━━━━━ DATASET EXCERPTS ━━━━━
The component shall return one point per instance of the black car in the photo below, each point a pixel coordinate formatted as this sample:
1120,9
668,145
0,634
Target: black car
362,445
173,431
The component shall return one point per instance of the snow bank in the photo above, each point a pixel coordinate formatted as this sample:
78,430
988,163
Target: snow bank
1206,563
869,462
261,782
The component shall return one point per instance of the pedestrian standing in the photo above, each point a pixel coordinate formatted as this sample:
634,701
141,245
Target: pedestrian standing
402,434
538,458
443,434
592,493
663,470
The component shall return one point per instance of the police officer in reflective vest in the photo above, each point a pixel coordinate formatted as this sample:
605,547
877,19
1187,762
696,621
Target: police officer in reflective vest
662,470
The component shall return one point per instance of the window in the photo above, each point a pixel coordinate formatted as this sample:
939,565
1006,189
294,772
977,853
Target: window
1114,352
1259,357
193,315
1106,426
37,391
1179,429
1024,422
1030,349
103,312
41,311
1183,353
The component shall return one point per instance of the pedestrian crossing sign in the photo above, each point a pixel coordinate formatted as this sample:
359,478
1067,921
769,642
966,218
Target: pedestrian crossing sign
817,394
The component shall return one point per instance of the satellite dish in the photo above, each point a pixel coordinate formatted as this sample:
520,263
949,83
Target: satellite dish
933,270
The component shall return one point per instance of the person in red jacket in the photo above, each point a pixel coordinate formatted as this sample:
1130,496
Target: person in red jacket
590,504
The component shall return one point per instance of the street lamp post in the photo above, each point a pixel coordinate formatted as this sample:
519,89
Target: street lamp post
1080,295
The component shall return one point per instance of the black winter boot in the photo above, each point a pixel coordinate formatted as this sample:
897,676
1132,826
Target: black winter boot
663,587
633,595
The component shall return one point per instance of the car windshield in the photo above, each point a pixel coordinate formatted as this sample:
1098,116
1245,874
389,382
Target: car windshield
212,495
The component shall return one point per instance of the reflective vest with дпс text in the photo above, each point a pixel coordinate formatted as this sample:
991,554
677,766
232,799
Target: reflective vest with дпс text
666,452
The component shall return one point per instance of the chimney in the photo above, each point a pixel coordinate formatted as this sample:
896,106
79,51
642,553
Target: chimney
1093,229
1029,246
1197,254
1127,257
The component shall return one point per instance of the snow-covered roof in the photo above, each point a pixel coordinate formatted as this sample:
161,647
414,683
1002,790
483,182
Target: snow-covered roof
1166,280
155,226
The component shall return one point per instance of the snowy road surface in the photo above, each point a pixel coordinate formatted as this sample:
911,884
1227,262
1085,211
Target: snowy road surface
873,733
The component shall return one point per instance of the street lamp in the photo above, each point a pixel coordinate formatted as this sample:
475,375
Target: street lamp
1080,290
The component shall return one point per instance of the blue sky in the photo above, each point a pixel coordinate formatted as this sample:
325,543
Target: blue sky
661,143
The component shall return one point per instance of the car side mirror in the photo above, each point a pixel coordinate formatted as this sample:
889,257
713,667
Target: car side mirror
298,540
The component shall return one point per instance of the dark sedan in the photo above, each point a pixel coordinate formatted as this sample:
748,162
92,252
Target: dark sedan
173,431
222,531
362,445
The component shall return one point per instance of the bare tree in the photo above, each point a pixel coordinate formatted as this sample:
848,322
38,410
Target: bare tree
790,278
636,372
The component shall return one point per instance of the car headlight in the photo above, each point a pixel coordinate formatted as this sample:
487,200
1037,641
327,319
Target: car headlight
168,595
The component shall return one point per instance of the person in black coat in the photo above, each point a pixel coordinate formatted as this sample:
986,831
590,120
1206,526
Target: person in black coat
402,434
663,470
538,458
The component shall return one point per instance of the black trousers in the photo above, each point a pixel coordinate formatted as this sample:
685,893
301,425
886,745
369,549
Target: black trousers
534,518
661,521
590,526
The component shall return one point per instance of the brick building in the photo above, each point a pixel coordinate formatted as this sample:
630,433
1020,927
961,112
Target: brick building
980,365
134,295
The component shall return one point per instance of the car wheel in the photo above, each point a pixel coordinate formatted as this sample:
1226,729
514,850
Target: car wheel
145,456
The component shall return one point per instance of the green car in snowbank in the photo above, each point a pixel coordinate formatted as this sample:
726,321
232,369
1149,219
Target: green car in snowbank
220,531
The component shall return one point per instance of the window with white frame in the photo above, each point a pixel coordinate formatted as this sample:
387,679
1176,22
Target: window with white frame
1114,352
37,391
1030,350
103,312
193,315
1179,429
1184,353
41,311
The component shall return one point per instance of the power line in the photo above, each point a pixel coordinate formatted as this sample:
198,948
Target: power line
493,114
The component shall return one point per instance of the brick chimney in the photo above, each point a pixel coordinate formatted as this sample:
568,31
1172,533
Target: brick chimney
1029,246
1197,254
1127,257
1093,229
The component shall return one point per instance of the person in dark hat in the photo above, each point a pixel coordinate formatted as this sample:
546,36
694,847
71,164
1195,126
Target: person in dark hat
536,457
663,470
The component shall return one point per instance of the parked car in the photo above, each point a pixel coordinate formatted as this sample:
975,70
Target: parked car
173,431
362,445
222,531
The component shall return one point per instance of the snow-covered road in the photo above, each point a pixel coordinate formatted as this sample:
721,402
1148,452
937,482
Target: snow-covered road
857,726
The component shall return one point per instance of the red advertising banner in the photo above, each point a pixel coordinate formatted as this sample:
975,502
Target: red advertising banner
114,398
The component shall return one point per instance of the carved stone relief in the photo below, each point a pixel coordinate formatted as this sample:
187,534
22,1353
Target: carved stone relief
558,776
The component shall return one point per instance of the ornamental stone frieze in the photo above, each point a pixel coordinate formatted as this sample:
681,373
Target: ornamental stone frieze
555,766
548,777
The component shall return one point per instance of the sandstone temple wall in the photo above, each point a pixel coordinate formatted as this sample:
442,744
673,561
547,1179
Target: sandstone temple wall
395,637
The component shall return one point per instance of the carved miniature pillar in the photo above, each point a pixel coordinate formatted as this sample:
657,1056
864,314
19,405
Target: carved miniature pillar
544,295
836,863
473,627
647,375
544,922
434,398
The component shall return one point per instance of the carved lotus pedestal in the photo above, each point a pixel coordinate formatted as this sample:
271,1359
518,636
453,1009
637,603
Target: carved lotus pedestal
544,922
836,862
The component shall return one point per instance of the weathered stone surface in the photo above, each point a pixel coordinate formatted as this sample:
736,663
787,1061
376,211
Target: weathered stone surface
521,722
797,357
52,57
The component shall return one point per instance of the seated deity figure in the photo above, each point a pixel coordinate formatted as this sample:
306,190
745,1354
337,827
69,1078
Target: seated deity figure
━━━━━
INSTRUCTIONS TO FOLLOW
Without leaving anything out, output all of the material exactly.

COMPLETED EXERCISE
The component shall return one point per instance of the black car in the photo below, each point a pixel coordinate formatted as this sample:
1120,9
668,145
0,634
Target: black car
362,445
173,431
The component shall return one point per instance of the snow bank in the photo above, each point a pixel coordinate formatted as this sample:
78,430
988,163
Target: snow bank
1206,563
869,462
261,782
The component shall return one point per instance of the pedestrian standing in the photo above, each point a pixel coordinate formatted as this sample:
634,701
141,245
Target: pedestrian standing
402,434
538,458
443,434
592,493
663,470
The component shall return one point per instance of the police officer in reflective vest in the photo above, each point a pixel coordinate formatted as this sample:
605,547
877,19
1187,762
696,621
Target: police officer in reflective vest
662,470
The component shall return one point per instance of the window in the photo above, each point a pixel coordinate formatted as this sample:
939,565
1006,189
294,772
977,853
Target: window
1114,352
1259,357
193,315
1106,426
37,391
1179,429
1024,422
1030,349
103,312
41,311
1183,353
The component shall return one point per instance of the pedestrian crossing sign in the photo above, each point a pixel coordinate formatted as this sample:
359,478
1067,921
769,642
966,218
Target: pedestrian crossing sign
817,394
The component shall return one point per instance of the satellite dish in the photo above, each point a pixel coordinate formatted as this sample:
520,263
949,83
Target: satellite dish
933,270
The component shall return one point per instance of the person in red jacket in the photo above, each point a pixel coordinate formatted as this sample:
1130,496
Target: person in red jacket
590,504
The component shall return one point per instance of the street lamp post in the photo above, each point a pixel coordinate formatted as this sample:
519,89
Target: street lamp post
1080,295
The component shall return one point per instance of the black winter boot in the photo above, each point a pixel coordinate formatted as this sample:
897,676
1132,826
Target: black winter boot
663,587
633,595
The component shall return one point per instance of the car windshield in the photo above, each point a pixel coordinate formatted as this sample:
1098,116
1245,874
389,382
Target: car windshield
212,495
The component shall return one point per instance of the reflective vest with дпс text in the photo above, each point a pixel coordinate formatted as this sample:
991,554
677,766
232,799
Target: reflective vest with дпс text
666,452
The component shall return one point per instance of the chimney in the photo above, each point a pixel coordinate formatted as this sample:
896,106
79,51
642,553
Target: chimney
1093,229
1029,246
1197,254
1127,257
The component shall return one point per instance of the snow-covered roof in the photo above, each point a pixel coordinate formatted as this sample:
161,647
414,683
1002,790
483,182
Target: snow-covered roof
1166,280
155,226
The component shall return one point per instance of the snowy road surface in the photo above, each point a pixel coordinate formatted as this sample:
911,884
1227,262
1085,211
Target: snowy road surface
873,733
The component shall return one point per instance of the street lamp in the photo above, each point a pixel coordinate formatted as this sample:
475,375
Target: street lamp
1080,290
The component shall return one point per instance of the blue sky in the photo above, each point a pixel coordinate formatted as this sample:
325,543
Target: blue sky
661,143
The component shall return one point per instance of the car side mirror in the photo above, each point a pixel coordinate formatted as this sample:
889,257
713,667
Target: car side mirror
298,540
The component shall return one point per instance of the dark sedan in the photo above, each point a pixel coordinate formatted as this sample:
748,162
92,252
Target: dark sedan
173,431
222,531
362,445
The component shall return one point per instance of the bare tree in the photo above, each point a pixel coordinate formatted as this sample:
848,322
38,410
Target: bare tree
790,278
636,372
The component shall return one point per instance of the car headlight in the photo above, each point a pixel coordinate formatted as this sample:
487,200
1037,641
327,319
Target: car headlight
168,595
The component shall return one point per instance of the person in black coat in the photo above, each point a pixel coordinate formatted as this sample:
986,831
590,120
1206,526
Target: person in black coat
402,434
663,470
538,458
The component shall return one point per instance of the black trousers in the photo above, each point a pixel coordinate formatted as this sample:
685,893
301,425
886,745
369,549
Target: black trousers
534,518
661,521
590,526
The component shall return one point per instance of the brick building in the photo above, each point a pixel coordinate formatted as this sample:
630,433
1020,927
961,112
Target: brick building
980,365
134,295
The component shall return one point per instance of the car wheel in the photo above, each point a pixel coordinate formatted as this sample:
1226,729
514,850
Target: car wheel
145,456
The component shall return one point per instance of the green car in snowbank in the photo above, each point a pixel coordinate formatted as this sample:
726,321
232,369
1149,219
Target: green car in snowbank
220,531
The component shall return one point per instance of the window with white frame in the photo above, each point a pixel coordinate formatted as this sample:
387,679
1176,22
Target: window with white frame
1114,352
37,391
1030,350
103,312
193,315
1179,429
1184,353
41,311
The component shall return one point per instance of the power line in the photo above, each point a pixel coordinate formatted as this sample:
198,948
Target: power line
493,114
The component shall return one point per instance of the brick chimney in the photo above, each point a pixel coordinate formatted as this sample:
568,31
1172,533
Target: brick chimney
1029,246
1197,254
1127,257
1093,229
The component shall return one point per instance of the person in dark hat in the photo above, each point a pixel coordinate formatted as this sample:
546,36
694,847
71,164
1195,126
Target: person in dark hat
536,457
663,470
The component shall return one point per instance of the parked car in the photo above, each point a pixel coordinate formatted as this sample:
975,70
Target: parked car
173,431
362,445
222,531
The component shall return one point per instance of the snow-covered road in the photo above, each point a pixel coordinate formatted as this sample:
721,402
1148,452
937,482
Target: snow-covered road
857,726
The component shall return one point per instance of the red advertising banner in the photo above, each point a pixel coordinate formatted as this sample:
975,502
Target: red advertising banner
114,398
The component shall return one point per instance of the carved stone relief in the photo below, each point a pixel coordinate formatted as this sample:
187,534
22,1353
Target: carved stone relief
558,776
The component shall return one point per instance of the ornamental stone frieze in the photo above, each point a pixel coordinate formatted as this sample:
681,373
Target: ornamental stone frieze
555,766
548,777
The component shall return one point per instance of the sandstone temple wall in the photo above, each point a pixel coordinate formatted as this sample:
442,744
673,561
547,1179
Target: sandstone temple wall
395,637
The component shall return one point per instance of the carved miniature pillar in the photo above, each point a pixel coordinate formatted as this sample:
657,1056
864,314
19,405
Target: carved miniature pillar
544,295
836,863
473,627
647,375
544,922
434,398
The component shall return one point per instance of the carved lotus pedestal in the photo above, each point a pixel coordinate formatted as this sample:
271,1359
518,636
453,1009
637,603
Target: carved lotus pedestal
544,922
836,862
The component shall return one point per instance of the weathered stone surface in the photo above, each point a pixel coordinate formatted as this sample:
736,663
787,1061
376,211
Target: weathered stone surface
521,722
797,357
52,57
The component shall return one point per instance of the seated deity figure in the photo above, each point a pixel coordinate formatted as this sample:
306,190
745,1354
337,827
69,1078
Target: seated deity figure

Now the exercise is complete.